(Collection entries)
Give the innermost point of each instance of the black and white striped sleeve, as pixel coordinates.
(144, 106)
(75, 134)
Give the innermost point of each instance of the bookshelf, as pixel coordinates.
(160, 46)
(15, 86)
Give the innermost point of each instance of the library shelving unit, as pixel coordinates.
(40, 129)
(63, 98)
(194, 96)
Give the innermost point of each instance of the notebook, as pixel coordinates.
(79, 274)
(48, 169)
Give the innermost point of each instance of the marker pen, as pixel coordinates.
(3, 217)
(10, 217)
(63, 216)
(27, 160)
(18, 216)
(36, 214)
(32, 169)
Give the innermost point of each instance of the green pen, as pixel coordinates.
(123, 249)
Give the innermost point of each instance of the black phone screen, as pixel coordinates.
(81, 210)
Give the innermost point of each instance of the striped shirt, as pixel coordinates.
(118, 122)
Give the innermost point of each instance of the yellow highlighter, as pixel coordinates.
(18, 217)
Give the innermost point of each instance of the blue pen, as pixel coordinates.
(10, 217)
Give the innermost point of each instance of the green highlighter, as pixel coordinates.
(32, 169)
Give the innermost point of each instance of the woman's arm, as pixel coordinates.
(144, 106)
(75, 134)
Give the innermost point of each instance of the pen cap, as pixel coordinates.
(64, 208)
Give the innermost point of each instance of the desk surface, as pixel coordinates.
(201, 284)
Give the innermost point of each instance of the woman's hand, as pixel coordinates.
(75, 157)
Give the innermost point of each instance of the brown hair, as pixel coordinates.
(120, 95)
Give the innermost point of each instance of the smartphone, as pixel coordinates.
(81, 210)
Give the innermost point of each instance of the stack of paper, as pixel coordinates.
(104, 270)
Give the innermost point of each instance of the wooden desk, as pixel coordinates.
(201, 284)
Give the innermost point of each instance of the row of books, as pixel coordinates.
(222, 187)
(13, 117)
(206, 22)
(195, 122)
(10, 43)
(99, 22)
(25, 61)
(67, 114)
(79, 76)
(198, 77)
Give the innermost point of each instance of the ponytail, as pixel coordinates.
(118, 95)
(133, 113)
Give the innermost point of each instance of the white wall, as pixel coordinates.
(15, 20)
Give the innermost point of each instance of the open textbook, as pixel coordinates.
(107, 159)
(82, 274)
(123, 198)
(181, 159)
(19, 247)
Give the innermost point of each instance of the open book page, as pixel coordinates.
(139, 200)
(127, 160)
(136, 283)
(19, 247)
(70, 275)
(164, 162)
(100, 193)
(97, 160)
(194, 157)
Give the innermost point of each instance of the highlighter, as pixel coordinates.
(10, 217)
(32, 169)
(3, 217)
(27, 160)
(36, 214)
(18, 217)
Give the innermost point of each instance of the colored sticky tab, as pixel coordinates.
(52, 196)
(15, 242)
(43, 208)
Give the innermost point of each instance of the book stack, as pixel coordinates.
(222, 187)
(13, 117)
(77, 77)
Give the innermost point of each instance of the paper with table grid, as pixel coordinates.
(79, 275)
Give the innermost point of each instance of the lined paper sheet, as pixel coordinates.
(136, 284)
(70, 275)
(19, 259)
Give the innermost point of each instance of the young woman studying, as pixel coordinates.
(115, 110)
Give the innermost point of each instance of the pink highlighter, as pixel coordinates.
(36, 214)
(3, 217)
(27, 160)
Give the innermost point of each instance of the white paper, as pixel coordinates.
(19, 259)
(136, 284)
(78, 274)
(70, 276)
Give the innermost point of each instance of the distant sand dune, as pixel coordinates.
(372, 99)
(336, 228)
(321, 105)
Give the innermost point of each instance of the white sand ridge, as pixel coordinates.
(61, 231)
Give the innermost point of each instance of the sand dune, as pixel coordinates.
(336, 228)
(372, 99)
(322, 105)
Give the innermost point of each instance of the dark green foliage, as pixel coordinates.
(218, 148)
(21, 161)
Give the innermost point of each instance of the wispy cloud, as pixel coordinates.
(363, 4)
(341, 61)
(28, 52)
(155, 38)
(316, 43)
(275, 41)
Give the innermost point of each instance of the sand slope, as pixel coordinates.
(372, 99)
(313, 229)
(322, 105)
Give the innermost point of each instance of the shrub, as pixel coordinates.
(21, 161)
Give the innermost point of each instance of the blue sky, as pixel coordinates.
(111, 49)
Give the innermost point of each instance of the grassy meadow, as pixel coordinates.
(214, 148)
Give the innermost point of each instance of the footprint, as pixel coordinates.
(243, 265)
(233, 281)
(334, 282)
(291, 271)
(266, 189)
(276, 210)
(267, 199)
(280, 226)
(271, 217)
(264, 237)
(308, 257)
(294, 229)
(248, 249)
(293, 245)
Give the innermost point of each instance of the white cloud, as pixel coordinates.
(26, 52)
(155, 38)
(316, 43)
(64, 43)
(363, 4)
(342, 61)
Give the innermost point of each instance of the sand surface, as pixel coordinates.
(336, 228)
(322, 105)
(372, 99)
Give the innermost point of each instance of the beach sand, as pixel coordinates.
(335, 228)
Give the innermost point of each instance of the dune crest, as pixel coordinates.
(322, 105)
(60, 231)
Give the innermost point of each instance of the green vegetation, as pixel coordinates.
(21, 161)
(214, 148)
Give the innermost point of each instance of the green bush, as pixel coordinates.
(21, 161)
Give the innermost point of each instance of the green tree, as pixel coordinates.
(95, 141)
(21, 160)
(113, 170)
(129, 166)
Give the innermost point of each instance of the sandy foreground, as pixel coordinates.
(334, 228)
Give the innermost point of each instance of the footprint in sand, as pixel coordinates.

Problem to solve> The answer should consist only of the lines from the one with "Give the innermost point of each instance of the dark" to the final line of the records above, retyped word for word.

Result of this task>
Give the innermost point of each instance of the dark green foliage, as pixel coordinates.
(218, 148)
(21, 161)
Give the innermost point of each instance of the wispy cloud, as pixel coordinates.
(363, 4)
(341, 61)
(28, 52)
(155, 38)
(316, 43)
(275, 41)
Give the innermost point of each instance of the sand slope, as pixel coordinates.
(372, 99)
(313, 229)
(322, 105)
Give the innermost point of each instance of the shrub, as pixel coordinates.
(21, 161)
Give the innermost point of each instance of the blue sky, as pixel coordinates.
(111, 49)
Give the innermost point of each instance of the grassy meadow, as pixel coordinates.
(214, 148)
Give the innermost point of each instance of the footprint, as pixel coordinates.
(243, 265)
(233, 281)
(334, 282)
(291, 271)
(266, 189)
(276, 210)
(267, 199)
(280, 226)
(271, 217)
(264, 237)
(308, 257)
(294, 229)
(248, 249)
(293, 245)
Give the innermost point of each instance of the white cloud, as pixel coordinates.
(26, 52)
(155, 38)
(316, 43)
(64, 43)
(363, 4)
(342, 61)
Give the innermost point of each instance of the sand surface, as pixel coordinates.
(336, 228)
(322, 105)
(372, 99)
Give the innermost point of each instance of the beach sand, as pixel coordinates.
(335, 228)
Give the innermost point of each instance of the dune crest, as pixel coordinates.
(322, 105)
(60, 231)
Give the innermost point of each instance of the green vegetation, as pixel coordinates.
(21, 161)
(214, 148)
Give the innermost point of each instance of the green bush, as pixel coordinates.
(21, 161)
Give the innermost point of each instance of the green tree, as pixel coordinates.
(95, 141)
(21, 160)
(113, 170)
(129, 166)
Give the innermost point of each instance of the sandy foreground, as pixel coordinates.
(334, 228)
Give the innermost point of each instance of the footprint in sand, as pixel coordinates.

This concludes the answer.